▸ Problema: Estrai dai record qui sotto ogni riga che contiene la parola "photo", distinguendo tra maiuscole e minuscole.
....................
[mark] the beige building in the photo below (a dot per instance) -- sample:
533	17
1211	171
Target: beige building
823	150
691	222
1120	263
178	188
....................
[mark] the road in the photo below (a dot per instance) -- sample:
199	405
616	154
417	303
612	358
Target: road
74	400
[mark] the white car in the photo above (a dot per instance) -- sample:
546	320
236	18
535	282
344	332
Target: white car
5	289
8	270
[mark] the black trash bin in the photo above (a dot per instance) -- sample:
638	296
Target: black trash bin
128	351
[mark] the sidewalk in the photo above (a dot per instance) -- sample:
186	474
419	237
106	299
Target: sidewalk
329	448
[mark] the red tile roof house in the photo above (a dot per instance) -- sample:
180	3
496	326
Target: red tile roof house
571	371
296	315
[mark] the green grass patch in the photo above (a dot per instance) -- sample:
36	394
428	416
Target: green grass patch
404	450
....................
▸ Risposta scritta:
[mark] the beige building in the photo below (a dot per instance) -- sample:
[mark] the road in the photo below (a dot per instance) -- sample:
[mark] the white car in the photo above (a dot per instance) -- sample:
[mark] the black trash bin in the photo above (a dot per instance) -- sample:
[mark] the sidewalk in the photo above (a dot per instance) -- sample:
[mark] the red tile roof house in the photo above (a dot per instance) -- sample:
[mark] the green grass patch in the photo above (a dot per instance) -- sample:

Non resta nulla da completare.